# Task item
Give an unaltered copy of the listing below, minus its pictures.

# Data section
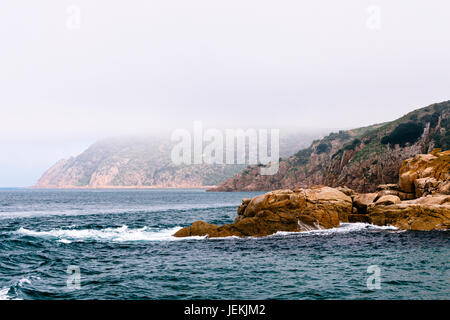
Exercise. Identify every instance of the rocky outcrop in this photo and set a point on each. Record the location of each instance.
(281, 210)
(322, 207)
(360, 159)
(426, 174)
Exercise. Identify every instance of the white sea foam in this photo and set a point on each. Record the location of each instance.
(4, 294)
(108, 234)
(110, 210)
(125, 234)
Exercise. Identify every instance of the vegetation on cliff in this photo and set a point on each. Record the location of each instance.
(359, 158)
(145, 162)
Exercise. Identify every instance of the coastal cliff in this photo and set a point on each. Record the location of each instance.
(145, 161)
(420, 201)
(361, 158)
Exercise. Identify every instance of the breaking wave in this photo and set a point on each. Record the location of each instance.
(121, 234)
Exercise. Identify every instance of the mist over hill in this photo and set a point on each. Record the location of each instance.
(144, 161)
(360, 158)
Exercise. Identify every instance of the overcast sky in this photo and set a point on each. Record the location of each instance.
(72, 72)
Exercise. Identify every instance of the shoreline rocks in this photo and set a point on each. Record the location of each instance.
(322, 207)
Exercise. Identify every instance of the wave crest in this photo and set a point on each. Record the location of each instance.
(121, 234)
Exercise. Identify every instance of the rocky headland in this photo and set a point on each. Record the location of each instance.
(419, 201)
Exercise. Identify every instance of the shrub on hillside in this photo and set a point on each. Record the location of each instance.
(404, 133)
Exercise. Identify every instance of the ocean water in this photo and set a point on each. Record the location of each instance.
(121, 242)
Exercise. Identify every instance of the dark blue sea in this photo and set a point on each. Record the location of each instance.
(118, 244)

# Problem solution
Exercise. Identify every instance of the rocky outcrop in this photo and set a point on each. Record the location of each instance.
(281, 210)
(322, 207)
(360, 159)
(426, 174)
Exercise. Identify every instance of the white sea foam in this photo and set a point on each. Record the location of each instance.
(4, 294)
(108, 234)
(110, 210)
(125, 234)
Exercise. Identify every instance of the vegetation on cliff in this photo and set a point on each. Record the location of each instance.
(359, 158)
(145, 162)
Exercise. Identify every instance of the coastal cliff in this photo and set a point on each. Record the location of each instance.
(145, 161)
(420, 201)
(361, 158)
Exercise. Identify every instance of the breaking wave in this photo and set a point on each. Record the location of each instance.
(121, 234)
Exercise. Identify every instance of the mist over hill in this photo and set a point on each. Record the location of each instance.
(144, 161)
(360, 158)
Exercise. Identify every instance of the overcast sky in this photo and set a point on each. Record the location of each instance.
(72, 72)
Exercise. Identify every instance of the shoreline rocks in this photo and set a point on each. Record the location of each instance.
(322, 207)
Exercise. Identify every instance of the wave crest in this photo and set a point on each. Record the location of each instance.
(121, 234)
Exercise. Identify every instance of the rocky headland in this photo and set a point on each. Record the location of each instance.
(419, 201)
Exercise. Identify every instance of the shrub on hillside in this photo and set a point on each. Record the location of each instance.
(404, 133)
Exercise. Identify every instance of the ocean water in this photo and set a point on each. Record the location of each instance.
(121, 242)
Exercise. Identify every instance of the dark blue sea in this photo and set a point on each. Record the location of each instance.
(118, 244)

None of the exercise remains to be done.